<<<<
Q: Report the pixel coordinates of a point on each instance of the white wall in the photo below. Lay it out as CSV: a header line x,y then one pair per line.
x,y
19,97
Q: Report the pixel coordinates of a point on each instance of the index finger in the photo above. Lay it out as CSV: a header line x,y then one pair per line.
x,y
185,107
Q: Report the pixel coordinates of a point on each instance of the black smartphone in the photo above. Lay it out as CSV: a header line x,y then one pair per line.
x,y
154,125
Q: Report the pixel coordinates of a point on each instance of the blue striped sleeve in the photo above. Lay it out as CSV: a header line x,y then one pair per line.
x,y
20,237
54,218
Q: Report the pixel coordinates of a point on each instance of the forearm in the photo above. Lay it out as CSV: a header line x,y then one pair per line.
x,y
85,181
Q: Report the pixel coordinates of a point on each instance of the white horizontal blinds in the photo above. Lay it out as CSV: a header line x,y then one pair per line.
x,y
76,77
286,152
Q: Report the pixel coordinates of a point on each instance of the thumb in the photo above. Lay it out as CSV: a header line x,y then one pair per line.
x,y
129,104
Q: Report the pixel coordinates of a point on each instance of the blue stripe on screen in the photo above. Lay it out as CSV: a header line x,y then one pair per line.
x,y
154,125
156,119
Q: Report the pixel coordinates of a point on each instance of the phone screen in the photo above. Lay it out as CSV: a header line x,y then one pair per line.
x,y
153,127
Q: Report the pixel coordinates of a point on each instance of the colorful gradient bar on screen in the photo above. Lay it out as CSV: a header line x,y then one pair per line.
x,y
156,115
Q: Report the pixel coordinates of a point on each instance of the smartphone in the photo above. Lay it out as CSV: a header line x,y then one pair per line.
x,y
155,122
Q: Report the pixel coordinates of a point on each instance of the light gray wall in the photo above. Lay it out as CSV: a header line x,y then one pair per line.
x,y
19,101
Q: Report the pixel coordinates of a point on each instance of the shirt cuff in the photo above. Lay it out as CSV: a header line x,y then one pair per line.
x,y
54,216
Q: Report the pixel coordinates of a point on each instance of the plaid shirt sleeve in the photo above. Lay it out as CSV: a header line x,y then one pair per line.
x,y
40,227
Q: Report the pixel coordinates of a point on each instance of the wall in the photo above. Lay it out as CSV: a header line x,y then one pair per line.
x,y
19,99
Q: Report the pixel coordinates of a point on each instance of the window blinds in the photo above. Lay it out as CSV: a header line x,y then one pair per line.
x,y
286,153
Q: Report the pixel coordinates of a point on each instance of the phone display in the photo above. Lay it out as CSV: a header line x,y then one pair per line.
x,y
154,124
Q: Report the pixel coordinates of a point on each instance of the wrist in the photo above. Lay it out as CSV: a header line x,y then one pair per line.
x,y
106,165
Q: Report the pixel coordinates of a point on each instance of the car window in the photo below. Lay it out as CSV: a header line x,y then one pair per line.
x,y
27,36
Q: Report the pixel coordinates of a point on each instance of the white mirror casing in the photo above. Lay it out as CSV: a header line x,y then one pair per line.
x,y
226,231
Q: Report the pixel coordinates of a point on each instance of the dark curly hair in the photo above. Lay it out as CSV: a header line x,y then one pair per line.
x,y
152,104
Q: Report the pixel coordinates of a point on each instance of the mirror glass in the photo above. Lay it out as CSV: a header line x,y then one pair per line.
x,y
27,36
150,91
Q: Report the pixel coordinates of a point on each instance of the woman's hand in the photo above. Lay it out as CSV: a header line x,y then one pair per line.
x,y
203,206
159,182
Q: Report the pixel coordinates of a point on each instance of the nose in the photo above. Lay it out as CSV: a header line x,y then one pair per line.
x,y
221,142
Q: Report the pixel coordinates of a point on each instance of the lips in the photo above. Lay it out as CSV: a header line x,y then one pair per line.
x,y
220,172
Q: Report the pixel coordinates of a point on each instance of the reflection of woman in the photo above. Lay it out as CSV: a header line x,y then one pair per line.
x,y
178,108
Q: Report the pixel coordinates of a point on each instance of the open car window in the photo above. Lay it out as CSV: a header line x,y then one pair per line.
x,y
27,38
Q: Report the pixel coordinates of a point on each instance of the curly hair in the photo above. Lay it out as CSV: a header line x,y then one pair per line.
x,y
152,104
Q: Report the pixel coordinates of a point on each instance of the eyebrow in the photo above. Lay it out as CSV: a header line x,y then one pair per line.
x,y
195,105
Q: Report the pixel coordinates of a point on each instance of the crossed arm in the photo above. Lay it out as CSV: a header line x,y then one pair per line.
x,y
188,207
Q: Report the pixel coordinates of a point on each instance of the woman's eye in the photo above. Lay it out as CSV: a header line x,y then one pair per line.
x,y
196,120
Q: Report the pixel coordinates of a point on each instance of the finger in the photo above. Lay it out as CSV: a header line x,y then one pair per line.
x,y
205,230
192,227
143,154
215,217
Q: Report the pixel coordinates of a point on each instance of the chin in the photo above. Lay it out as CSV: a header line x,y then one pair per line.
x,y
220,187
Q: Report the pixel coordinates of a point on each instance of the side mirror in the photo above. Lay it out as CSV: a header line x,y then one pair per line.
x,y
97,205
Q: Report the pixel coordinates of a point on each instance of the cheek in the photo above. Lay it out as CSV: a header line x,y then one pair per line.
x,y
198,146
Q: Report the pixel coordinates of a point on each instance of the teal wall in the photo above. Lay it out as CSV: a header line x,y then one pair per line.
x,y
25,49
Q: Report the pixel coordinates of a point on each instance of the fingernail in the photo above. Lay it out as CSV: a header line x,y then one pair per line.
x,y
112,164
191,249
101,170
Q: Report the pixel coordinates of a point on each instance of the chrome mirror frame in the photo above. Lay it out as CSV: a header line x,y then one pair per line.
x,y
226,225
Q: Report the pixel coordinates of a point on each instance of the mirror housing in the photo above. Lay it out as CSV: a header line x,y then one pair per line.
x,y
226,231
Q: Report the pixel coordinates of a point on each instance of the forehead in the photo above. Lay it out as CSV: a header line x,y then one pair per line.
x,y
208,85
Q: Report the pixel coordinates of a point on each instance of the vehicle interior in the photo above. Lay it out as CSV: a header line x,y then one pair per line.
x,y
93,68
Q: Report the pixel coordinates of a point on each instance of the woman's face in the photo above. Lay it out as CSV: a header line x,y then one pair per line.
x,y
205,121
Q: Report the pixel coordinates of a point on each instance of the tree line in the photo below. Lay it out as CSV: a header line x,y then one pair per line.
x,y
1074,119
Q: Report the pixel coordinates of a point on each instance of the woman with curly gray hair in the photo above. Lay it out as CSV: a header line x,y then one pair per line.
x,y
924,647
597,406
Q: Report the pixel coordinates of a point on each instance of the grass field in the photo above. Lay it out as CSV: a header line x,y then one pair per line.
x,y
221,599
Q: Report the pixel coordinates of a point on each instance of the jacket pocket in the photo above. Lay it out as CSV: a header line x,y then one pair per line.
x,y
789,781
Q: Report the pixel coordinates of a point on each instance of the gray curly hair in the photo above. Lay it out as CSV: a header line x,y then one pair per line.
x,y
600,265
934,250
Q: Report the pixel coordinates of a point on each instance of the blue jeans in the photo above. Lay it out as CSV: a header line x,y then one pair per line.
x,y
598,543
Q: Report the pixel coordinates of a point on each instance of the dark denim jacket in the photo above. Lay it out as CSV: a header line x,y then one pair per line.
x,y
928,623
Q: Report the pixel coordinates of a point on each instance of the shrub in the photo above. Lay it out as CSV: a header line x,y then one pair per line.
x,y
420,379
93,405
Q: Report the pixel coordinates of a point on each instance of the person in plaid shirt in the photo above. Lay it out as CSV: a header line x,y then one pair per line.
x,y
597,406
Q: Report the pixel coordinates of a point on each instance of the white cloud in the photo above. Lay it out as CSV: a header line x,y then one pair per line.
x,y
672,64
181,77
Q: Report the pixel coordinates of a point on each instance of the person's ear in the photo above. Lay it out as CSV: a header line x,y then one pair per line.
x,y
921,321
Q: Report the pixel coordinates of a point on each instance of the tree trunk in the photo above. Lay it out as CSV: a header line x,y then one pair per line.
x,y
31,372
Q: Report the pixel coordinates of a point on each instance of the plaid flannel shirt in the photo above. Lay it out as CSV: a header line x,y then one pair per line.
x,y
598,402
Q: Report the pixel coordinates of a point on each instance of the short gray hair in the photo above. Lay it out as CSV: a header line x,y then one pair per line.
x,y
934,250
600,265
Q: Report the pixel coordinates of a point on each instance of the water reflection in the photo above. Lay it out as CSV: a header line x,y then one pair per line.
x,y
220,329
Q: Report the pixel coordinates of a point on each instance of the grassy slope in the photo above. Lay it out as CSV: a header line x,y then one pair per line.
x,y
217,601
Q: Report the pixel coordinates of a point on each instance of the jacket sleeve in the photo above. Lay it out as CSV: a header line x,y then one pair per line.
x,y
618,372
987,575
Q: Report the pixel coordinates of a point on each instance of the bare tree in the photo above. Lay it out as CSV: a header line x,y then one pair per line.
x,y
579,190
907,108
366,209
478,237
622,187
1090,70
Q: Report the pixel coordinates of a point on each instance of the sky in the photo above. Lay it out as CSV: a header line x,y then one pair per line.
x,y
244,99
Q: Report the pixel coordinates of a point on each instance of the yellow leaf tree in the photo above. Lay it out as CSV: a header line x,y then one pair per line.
>>>>
Work item: Copy exactly. Start at the line containing "the jacket sleeve" and continue through the last line of the records.

Exercise answer:
Q: Report the pixel coordinates of a point on each instance of the jacket sleeve in the photo above. Lay it out as CSV: a header line x,y then one pair per line.
x,y
618,372
987,575
Q: Report the pixel coordinates of a point on each instance of the bare tree in the photo above. Lay it out as CSV: a header line x,y then one pair per line.
x,y
579,190
907,108
366,209
478,237
622,187
1090,70
Q: Report the pixel coordinates of a point on each instance of the sky in the photo above. Lay it out as CSV: a header line x,y then one pair per line.
x,y
244,99
Q: Report the pixel coordinates of a point on each instance of the yellow leaf tree in the photo above. Lay it out as CSV: a header line x,y then one pair per line.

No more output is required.